I have been thinking about atheism lately. For some reason, I find it really hard to say I'm an atheist. 'Agnostic' is okay, but 'atheist' gets the heart pounding. It's like when I first tried to say out loud that I'm not a Christian. Very difficult. I can say that I act like an atheist, but I always qualify it like that—"for all intents and purposes," "might as well be an atheist," "don't make decisions with reference to a god"—but I can't say "I'm an atheist." I can say I'm like an atheist, but I need the qualifier. And it's not just for other people, this is self-talk as well. I have this conception that atheism is a failing, a disappointment, a cop-out. A black mark. A deficiency. But at the same time, I have no room in my head for a god. I don't believe in that. So, without theism. A-theist. Other than theist. No belief in god(s). Godless. That has negative connotations too—morally deficient, evil, sinful, depraved, dangerous. Maybe I am unwilling to admit to atheism ("admit," like you admit your failings, your blemishes) because I am unwilling to say that I'm a bad person. I'm not a bad person, I'm kind and generous and smart and happy and funny and loyal. Adding the adjective "atheist" taints the list somehow. Non-theist seems better. Atheist communists. Atheist Hitler (untrue, but still connected in some people's minds). Atheist lack of compassion. Selfish atheist.

Atheist: no compassion, selfish, materialism, hitler, communist china, torture, restricts free speech, persecutors, terse, dangerous, depraved, amoral, gruff. Me.

______

:: DIRECTION 1 ::
In the reflection on atheism, what earlier experience does the writer compare the difficulty of saying "I'm an atheist" to?
:: DIRECTION 2 ::
Reproduce the reflection on atheism word for word, from "Atheist: no compassion, selfish, materialism, hitler, communist" up to and including "amoral, gruff. Me.".
:: DIRECTION 3 ::
Does each statement below agree with the reflection on atheism? For (a), (b), and (c), answer yes or no and quote the words of the text that decide it.
(a) The writer finds it easy to say "I'm an atheist."
(b) The writer calls the link between Hitler and atheism untrue.
(c) The writer includes loyalty among their own qualities.

:: SOURCE EXCERPT ::
______

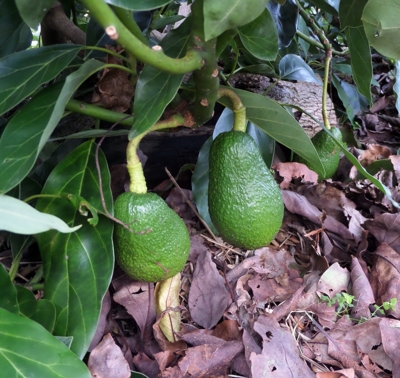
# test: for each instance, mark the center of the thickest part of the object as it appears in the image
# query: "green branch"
(155, 57)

______

:: COMPLETE ANSWER 1 ::
The first time the writer tried to say out loud, "I'm not a Christian."

:: COMPLETE ANSWER 2 ::
Atheist: no compassion, selfish, materialism, hitler, communist china, torture, restricts free speech, persecutors, terse, dangerous, depraved, amoral, gruff. Me.

:: COMPLETE ANSWER 3 ::
(a) No: "For some reason, I find it really hard to say I'm an atheist."
(b) Yes: "Atheist Hitler (untrue, but still connected in some people's minds)."
(c) Yes: "I'm kind and generous and smart and happy and funny and loyal."